#### The task
The required output is all lines below that contain the word "employee".

#### Information provided

──────

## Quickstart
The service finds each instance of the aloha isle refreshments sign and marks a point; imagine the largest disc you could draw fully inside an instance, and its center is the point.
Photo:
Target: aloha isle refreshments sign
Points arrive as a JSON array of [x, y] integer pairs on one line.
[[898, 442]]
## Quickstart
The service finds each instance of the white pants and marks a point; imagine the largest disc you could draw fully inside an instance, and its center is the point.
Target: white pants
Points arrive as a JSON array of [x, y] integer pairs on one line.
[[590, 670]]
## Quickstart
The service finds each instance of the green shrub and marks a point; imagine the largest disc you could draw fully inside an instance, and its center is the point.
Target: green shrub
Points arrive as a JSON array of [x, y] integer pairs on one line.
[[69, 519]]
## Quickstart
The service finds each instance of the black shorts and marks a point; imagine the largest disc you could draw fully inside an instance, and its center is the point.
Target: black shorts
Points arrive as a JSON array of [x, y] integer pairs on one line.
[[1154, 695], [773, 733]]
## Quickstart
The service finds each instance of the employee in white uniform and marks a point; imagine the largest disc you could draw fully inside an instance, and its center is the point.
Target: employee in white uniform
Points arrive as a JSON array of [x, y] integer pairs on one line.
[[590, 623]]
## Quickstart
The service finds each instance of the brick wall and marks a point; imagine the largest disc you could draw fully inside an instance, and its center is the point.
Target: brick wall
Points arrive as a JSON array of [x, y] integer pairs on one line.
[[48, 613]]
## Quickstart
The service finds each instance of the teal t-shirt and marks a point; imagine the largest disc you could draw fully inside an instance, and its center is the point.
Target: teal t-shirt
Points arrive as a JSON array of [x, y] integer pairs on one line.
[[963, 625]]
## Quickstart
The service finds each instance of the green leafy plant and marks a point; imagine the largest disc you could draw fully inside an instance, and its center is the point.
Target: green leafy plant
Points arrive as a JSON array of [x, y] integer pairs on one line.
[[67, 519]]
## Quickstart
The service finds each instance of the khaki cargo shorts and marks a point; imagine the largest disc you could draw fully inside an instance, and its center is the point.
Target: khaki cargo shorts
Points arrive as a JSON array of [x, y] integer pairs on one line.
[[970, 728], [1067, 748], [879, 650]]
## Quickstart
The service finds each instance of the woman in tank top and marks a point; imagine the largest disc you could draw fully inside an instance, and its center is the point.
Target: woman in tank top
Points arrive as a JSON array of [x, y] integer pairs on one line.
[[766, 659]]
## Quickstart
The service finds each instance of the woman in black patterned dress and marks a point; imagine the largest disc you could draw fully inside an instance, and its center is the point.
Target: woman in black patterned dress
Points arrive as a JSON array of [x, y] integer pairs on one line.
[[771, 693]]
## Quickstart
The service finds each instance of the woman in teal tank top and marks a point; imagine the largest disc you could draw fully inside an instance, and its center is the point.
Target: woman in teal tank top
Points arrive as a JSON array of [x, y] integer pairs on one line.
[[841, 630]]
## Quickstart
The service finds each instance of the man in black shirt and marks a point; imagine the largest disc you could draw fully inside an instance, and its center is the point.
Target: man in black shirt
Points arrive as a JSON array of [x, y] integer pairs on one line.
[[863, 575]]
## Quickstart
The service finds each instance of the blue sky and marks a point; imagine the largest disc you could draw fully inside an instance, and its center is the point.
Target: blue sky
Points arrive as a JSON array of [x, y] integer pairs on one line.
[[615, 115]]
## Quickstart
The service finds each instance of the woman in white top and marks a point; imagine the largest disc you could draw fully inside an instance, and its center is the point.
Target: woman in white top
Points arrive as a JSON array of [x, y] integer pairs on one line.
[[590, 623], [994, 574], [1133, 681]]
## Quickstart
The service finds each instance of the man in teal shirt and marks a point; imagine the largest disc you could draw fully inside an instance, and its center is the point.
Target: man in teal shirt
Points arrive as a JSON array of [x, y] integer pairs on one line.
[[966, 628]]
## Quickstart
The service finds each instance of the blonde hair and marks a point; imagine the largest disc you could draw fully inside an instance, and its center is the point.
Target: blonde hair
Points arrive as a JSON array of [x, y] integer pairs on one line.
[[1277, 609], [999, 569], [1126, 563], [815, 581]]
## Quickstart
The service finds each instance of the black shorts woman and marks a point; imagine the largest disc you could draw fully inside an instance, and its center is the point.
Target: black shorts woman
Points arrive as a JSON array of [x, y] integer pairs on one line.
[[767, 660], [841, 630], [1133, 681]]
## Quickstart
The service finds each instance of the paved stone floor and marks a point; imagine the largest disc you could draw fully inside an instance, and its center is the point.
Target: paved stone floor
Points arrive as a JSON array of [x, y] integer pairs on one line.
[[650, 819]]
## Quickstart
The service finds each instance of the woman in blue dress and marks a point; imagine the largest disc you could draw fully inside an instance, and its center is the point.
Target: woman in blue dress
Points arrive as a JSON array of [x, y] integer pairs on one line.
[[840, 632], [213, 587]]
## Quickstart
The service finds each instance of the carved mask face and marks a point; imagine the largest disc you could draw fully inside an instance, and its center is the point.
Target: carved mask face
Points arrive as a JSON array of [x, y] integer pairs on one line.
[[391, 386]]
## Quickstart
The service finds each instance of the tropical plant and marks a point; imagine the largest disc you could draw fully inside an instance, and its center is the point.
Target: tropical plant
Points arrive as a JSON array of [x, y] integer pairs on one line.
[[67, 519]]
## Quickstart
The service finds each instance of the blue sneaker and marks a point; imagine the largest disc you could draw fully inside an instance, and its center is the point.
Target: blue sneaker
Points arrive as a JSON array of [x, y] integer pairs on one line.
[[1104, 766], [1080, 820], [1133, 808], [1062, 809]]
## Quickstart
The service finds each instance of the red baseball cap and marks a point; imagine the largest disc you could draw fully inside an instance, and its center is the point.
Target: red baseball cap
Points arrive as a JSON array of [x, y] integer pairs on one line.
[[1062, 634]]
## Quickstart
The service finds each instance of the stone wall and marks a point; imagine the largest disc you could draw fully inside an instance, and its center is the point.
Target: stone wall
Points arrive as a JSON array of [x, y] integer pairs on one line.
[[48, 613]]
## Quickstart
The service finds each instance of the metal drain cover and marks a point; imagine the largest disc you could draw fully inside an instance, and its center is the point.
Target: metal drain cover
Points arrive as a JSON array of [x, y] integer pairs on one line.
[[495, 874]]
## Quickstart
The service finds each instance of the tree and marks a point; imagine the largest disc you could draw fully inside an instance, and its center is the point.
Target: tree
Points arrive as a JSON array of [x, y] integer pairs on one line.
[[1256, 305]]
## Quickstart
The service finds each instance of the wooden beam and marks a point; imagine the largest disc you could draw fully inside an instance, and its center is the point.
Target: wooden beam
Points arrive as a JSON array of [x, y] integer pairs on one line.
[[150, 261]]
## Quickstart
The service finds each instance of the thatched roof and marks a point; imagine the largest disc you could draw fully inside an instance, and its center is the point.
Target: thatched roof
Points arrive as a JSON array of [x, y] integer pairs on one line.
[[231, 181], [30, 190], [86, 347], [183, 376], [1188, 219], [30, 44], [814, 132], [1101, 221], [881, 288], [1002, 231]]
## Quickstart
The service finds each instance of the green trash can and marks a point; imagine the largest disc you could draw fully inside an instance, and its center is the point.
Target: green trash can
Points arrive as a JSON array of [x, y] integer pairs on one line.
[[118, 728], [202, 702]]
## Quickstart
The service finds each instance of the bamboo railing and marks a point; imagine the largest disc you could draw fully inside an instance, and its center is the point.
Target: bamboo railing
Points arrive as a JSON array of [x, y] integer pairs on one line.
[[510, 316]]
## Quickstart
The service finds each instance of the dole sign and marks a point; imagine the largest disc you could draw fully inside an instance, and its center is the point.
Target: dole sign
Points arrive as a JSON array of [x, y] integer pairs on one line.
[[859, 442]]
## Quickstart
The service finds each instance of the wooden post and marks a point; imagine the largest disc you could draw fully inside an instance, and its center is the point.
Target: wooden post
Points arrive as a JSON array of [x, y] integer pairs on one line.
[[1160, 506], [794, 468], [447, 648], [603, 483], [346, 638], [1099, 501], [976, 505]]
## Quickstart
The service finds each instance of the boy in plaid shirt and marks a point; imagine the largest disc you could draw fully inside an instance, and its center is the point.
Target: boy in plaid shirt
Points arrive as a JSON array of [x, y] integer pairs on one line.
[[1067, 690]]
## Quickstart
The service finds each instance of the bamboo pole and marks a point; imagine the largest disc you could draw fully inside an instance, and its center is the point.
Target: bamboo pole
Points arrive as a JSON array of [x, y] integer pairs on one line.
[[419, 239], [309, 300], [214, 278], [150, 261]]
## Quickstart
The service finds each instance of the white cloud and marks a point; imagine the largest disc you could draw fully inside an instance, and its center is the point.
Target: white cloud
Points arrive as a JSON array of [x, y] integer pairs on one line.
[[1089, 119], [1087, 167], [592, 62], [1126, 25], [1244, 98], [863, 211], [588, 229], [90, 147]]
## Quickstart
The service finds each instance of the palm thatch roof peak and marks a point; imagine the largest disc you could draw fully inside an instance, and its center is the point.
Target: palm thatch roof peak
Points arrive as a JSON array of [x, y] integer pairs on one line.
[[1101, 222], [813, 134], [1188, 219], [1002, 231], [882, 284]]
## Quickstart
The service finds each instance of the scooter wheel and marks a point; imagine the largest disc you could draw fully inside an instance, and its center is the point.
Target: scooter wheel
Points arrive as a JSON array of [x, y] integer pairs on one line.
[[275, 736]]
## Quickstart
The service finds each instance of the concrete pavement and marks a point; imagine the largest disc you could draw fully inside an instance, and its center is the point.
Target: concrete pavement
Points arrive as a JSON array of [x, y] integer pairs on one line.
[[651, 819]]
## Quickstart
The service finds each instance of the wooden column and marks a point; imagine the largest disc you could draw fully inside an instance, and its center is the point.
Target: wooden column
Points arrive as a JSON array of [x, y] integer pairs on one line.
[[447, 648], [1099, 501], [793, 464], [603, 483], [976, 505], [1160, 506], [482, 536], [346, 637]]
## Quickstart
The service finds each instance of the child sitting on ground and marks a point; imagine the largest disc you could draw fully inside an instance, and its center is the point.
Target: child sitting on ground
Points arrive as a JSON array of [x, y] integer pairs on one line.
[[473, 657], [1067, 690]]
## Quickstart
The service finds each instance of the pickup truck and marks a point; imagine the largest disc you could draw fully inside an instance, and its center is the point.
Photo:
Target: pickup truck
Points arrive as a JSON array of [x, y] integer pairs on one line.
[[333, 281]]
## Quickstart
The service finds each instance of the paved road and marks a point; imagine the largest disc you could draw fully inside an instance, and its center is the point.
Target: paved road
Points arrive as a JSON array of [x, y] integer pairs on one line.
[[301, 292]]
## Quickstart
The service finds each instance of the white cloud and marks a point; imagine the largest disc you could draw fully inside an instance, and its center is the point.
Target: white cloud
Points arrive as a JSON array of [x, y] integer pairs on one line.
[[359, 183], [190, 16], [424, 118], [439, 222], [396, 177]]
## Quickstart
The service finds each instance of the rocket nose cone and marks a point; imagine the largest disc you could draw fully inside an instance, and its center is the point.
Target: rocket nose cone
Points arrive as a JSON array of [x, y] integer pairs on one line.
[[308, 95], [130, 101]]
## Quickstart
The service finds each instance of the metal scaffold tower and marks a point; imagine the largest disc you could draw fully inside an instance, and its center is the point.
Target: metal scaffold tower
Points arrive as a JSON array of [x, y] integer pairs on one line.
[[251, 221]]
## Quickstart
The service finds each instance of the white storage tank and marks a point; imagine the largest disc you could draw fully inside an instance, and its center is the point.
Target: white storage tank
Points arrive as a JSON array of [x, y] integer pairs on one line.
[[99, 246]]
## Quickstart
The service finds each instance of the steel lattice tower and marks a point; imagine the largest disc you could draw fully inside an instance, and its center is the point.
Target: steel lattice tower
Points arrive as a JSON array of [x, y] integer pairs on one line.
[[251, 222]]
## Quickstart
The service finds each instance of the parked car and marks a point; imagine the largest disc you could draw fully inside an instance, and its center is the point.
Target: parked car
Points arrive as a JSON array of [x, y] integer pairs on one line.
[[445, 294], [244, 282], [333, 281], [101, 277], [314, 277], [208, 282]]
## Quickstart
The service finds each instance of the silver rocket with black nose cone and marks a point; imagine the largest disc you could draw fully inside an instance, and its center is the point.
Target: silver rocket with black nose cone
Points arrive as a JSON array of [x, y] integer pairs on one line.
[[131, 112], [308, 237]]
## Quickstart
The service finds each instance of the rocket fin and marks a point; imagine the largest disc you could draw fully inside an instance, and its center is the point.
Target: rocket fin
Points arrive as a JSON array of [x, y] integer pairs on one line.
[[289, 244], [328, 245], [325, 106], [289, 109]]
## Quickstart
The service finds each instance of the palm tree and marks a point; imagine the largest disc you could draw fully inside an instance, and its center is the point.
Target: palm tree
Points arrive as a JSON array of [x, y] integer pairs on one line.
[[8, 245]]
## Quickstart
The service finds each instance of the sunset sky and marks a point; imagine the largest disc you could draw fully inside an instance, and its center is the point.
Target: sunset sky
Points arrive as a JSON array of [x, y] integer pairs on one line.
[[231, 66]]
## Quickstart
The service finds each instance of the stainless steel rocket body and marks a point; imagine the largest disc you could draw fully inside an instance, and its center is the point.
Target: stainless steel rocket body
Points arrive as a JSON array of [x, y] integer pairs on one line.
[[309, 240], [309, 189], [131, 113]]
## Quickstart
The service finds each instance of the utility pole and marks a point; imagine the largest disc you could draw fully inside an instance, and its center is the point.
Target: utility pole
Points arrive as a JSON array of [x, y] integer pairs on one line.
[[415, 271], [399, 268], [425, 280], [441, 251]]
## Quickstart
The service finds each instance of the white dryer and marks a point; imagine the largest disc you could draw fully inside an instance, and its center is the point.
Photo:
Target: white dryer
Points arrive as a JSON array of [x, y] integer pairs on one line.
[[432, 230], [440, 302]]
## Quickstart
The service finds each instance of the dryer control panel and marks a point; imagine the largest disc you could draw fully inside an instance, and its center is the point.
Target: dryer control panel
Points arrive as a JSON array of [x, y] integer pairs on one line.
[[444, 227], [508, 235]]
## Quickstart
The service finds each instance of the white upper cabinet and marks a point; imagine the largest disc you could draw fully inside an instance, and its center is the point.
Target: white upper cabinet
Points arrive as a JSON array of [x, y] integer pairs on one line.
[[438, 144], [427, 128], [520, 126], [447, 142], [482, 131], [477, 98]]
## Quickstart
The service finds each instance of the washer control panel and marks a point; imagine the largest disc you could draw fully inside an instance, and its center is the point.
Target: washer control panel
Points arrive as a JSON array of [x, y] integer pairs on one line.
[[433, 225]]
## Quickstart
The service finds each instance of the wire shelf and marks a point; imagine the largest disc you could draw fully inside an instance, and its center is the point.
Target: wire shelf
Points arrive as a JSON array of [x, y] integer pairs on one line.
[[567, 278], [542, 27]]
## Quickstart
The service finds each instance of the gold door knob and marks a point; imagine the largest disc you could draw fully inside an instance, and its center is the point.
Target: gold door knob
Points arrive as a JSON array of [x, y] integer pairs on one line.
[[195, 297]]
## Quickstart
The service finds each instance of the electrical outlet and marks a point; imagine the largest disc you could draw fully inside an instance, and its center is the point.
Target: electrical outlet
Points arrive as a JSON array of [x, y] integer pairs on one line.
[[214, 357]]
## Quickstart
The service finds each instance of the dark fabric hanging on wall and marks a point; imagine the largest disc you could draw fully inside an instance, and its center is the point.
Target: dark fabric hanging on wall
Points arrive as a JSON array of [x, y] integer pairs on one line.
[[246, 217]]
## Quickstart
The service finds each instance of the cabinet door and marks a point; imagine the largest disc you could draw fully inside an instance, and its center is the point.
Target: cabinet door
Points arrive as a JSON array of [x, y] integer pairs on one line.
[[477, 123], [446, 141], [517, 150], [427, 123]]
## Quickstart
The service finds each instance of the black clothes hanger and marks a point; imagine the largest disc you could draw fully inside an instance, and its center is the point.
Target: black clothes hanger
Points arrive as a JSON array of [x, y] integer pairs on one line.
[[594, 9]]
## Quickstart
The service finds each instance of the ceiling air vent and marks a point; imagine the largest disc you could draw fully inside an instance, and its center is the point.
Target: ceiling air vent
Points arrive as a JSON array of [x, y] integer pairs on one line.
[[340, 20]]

──────

#### Solution to the problem
The service finds each instance of the employee in white uniform and marks a point; imagine the largest disc you could draw fully inside an instance, and its center is the point.
Target: employee in white uniform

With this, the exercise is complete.